- [Required work]
1. Update the alcohol support forum text by restating the part that opens with the words containing "This patient support" and closes with "get medical help.", changing "patient support community" to "online support group".
2. Summarize the alcohol support forum text in two sentences.
3. Pick up the alcohol support forum text right after its final sentence and continue it.

This patient support community is for loved ones of people who drink and are trying to quit for discussions relating to abuse, behavioral issues, caring for yourself, counseling, divorce and separation, enabling, guilt, and when to get medical help.
My husband is in denial about his use of alcohol. We've had this discussion hundreds of times,and i just can't seem to get him to understand that u don't have to drink all day everyday to be an alcoholic. I watch him almost every time he's off of work binge drink sometimes until he passes out, other times he tries to get in the car and take off and go have a good time with his friend. So i guess my question is how can i explain to a person who thinks that what he is doing is not a problem, that it is a problem and that yes just drinking beer will make a person impaired?
Your post is confusing, you say "your husband is in denial about his use of alcohol" then you say "I watch him almost every time he's off of work binge drink sometimes until he passes out". Then I need to ask myself is this gentleman a mild drinker or an alcoholic? I will comment in general because it is improper to wild guess your words.

- [Entries shown]
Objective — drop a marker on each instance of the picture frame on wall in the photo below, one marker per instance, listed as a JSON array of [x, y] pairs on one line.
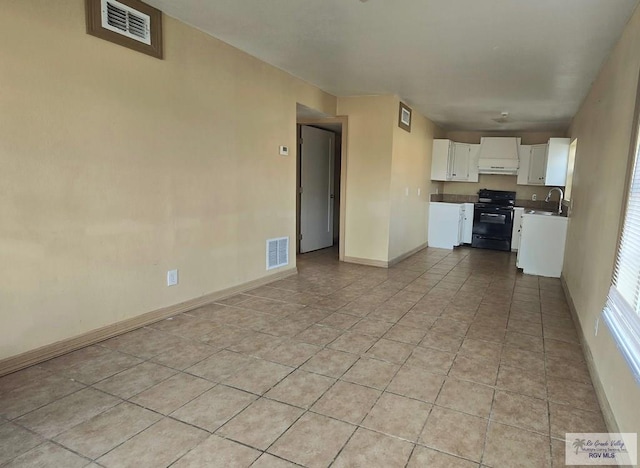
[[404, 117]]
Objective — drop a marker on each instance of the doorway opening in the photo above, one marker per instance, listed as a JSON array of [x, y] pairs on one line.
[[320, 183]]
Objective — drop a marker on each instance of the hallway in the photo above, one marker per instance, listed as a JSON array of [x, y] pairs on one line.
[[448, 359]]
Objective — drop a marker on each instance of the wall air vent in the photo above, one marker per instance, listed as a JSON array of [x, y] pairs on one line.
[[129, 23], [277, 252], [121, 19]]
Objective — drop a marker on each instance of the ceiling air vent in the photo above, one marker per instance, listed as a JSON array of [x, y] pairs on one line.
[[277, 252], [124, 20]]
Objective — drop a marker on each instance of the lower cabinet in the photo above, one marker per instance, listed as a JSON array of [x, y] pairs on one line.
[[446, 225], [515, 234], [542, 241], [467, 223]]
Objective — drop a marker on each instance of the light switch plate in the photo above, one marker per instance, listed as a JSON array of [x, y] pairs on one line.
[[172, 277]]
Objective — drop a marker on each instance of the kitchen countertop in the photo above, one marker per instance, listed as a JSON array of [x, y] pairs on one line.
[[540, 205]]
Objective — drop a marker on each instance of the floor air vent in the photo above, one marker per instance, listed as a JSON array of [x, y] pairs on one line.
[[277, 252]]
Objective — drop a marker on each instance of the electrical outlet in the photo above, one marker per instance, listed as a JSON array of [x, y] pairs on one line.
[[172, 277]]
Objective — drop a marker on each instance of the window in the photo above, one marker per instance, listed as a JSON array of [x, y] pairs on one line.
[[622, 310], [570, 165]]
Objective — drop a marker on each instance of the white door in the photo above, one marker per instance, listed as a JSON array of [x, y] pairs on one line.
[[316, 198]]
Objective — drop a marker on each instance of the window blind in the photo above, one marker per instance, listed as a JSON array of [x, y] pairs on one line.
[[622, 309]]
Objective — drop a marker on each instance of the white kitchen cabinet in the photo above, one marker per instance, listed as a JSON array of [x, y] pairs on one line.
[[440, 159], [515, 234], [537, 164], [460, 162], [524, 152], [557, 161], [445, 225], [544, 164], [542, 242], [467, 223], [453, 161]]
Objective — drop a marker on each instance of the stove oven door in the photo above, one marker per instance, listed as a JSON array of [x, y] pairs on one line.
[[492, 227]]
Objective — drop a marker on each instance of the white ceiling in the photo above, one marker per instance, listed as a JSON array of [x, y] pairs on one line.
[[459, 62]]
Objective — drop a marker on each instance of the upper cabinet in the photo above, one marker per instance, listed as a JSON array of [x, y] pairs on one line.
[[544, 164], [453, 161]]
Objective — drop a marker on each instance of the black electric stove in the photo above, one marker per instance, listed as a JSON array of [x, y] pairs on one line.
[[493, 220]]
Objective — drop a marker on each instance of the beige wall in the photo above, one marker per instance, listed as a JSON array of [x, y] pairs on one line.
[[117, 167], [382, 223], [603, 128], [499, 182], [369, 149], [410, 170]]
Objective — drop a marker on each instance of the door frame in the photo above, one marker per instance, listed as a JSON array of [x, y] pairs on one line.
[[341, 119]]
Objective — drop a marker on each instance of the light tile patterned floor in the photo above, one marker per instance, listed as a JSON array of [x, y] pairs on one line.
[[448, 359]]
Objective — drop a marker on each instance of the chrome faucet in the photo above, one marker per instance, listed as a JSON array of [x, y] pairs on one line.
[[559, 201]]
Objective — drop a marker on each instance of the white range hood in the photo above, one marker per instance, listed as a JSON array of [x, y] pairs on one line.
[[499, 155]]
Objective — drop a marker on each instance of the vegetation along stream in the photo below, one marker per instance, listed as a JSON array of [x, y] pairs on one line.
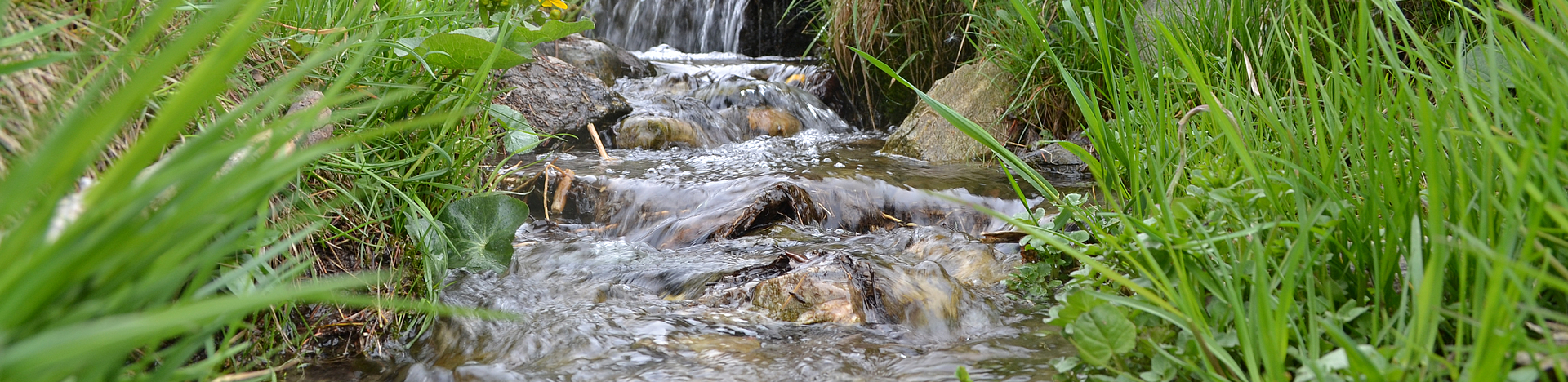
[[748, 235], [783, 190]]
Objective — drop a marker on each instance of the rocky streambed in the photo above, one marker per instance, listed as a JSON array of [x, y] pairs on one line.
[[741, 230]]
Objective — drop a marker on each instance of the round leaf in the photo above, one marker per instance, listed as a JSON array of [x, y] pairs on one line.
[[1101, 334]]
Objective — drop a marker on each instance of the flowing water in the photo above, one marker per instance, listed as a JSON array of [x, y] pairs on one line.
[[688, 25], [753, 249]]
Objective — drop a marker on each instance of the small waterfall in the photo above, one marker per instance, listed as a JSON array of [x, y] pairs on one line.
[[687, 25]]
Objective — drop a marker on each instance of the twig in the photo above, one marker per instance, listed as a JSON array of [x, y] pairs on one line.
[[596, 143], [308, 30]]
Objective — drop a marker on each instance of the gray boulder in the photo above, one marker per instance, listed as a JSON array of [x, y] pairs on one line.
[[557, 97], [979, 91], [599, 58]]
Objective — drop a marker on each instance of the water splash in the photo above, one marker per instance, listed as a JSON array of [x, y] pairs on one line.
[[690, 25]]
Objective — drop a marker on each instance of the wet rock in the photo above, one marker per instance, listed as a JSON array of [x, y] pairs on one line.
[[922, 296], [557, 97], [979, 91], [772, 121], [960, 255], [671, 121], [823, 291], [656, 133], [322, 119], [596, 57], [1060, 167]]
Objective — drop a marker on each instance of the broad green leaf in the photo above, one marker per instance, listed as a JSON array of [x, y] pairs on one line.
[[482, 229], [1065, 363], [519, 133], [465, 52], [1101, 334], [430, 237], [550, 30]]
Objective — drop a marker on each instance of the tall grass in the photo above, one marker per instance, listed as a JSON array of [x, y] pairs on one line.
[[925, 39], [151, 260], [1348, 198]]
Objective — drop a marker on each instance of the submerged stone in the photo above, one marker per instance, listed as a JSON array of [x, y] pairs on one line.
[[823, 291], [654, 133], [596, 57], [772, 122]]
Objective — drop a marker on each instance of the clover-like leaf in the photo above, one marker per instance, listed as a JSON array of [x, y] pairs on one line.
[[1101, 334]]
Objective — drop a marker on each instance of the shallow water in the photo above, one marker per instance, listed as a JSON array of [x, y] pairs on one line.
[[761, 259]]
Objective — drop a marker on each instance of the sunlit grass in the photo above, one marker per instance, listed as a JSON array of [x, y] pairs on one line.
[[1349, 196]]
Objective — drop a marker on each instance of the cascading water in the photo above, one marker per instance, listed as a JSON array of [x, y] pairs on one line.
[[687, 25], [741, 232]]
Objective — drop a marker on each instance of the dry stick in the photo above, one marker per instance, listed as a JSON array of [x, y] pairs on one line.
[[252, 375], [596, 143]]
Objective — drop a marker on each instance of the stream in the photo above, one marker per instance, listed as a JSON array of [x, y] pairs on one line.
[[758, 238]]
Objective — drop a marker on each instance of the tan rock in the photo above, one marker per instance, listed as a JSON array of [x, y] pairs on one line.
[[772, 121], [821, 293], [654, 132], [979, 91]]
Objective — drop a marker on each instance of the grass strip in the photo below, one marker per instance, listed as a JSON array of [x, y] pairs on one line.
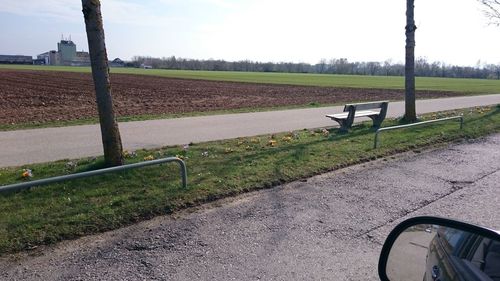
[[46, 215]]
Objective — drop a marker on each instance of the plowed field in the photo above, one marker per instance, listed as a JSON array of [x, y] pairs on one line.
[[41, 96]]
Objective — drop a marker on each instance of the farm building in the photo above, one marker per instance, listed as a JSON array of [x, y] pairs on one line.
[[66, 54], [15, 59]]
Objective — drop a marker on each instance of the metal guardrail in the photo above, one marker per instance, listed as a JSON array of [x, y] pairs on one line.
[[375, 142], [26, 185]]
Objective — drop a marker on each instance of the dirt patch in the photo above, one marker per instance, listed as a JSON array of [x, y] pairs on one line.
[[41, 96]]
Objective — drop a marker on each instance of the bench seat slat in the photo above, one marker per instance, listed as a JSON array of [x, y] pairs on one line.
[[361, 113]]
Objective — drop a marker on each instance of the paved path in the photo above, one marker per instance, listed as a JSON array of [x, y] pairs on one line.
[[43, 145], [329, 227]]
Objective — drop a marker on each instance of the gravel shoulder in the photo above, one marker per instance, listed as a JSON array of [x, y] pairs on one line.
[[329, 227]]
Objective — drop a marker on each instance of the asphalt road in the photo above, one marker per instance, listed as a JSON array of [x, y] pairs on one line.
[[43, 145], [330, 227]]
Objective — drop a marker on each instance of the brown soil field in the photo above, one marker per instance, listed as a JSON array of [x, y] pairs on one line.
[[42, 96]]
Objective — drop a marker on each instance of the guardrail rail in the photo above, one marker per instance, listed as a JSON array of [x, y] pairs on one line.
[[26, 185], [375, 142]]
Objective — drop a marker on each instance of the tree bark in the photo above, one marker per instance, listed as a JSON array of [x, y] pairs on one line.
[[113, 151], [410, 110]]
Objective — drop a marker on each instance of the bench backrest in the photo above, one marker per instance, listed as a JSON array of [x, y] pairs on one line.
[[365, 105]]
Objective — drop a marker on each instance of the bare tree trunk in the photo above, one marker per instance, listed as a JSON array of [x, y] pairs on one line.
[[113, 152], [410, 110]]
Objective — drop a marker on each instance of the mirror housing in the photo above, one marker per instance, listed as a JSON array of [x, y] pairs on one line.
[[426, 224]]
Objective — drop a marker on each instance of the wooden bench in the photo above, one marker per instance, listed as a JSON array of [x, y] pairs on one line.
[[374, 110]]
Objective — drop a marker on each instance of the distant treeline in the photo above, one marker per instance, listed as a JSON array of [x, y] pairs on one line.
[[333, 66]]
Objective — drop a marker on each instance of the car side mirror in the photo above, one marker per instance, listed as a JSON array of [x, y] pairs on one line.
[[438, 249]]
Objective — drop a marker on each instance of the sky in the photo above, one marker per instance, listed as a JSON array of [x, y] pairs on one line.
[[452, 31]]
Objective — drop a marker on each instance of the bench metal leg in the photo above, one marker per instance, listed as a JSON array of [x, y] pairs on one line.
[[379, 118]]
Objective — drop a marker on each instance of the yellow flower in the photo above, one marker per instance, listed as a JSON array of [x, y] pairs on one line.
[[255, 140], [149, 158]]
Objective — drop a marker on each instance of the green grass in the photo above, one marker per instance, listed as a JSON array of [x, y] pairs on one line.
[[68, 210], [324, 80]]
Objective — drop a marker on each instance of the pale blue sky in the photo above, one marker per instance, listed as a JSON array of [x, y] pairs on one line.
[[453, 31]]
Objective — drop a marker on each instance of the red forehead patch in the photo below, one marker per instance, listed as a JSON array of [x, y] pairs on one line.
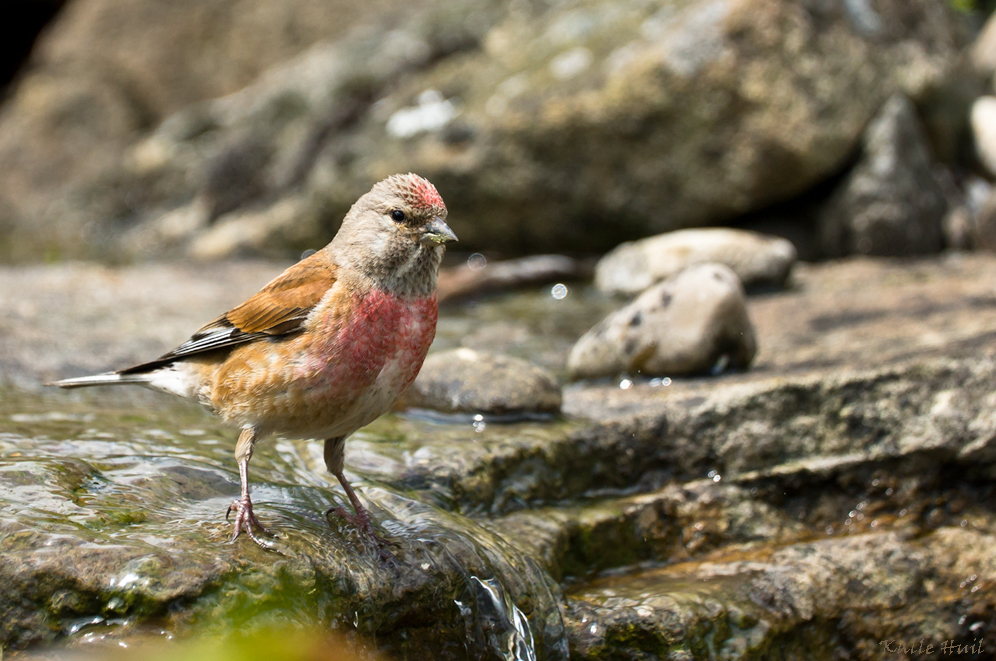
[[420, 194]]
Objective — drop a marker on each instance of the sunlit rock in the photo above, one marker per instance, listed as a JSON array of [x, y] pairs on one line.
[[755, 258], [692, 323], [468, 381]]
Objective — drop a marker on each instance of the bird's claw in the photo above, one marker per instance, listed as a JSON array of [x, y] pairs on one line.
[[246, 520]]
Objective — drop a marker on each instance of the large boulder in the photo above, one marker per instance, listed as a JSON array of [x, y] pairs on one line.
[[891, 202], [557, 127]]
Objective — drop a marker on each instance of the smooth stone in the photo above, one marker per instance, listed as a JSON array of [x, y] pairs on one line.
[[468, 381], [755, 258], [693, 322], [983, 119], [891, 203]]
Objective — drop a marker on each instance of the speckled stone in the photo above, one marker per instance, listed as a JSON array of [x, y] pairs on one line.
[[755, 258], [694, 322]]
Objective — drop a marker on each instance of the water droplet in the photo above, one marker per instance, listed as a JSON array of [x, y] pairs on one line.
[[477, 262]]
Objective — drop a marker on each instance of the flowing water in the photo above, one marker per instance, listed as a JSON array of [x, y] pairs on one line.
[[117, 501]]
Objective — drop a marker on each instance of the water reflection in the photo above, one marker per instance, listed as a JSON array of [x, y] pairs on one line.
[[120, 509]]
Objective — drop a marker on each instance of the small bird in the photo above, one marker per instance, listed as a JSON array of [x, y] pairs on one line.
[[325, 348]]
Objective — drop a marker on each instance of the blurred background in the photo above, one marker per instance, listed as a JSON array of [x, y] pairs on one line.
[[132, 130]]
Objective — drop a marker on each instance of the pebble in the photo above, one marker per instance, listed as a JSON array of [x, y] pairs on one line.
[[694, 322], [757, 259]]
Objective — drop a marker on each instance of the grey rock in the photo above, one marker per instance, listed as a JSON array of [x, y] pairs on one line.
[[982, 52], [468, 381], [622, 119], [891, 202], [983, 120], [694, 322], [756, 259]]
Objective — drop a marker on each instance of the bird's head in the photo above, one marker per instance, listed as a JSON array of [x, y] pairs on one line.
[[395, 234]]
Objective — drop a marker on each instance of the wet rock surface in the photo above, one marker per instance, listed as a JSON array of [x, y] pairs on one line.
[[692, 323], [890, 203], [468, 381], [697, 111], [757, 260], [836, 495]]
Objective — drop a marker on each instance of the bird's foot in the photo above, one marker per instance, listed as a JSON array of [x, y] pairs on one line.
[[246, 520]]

- [Outputs in order]
1.
This online support group is for loved ones of people who drink and are trying to quit for discussions relating to abuse, behavioral issues, caring for yourself, counseling, divorce and separation, enabling, guilt, and when to get medical help.

2. The forum is for loved ones of people who drink and are trying to quit, and one member asks how to convince a husband who denies his drinking is a problem, though he binge drinks until he passes out on days off and sometimes tries to drive. A reply calls the post confusing and says it will comment only in general rather than guess at the poster's meaning.

3.
First of all you need to understand that a drinker in denial will never admit he has a problem, they say they can control their drinking though they know better. Being this the case you can not explain "that it is a problem and that yes just drinking beer will make a person impaired" unless of course he admits he has a drinking problem. If you wish to know how many beers impair a drinker, call your police station and ask them, they know. For your information there are several FDA approved drugs to help those who have decided to stop drinking.
Is your husband aggressive when contradicted? Can he become violent? Does he get into a rage when he gets caught in something different than what he usually says?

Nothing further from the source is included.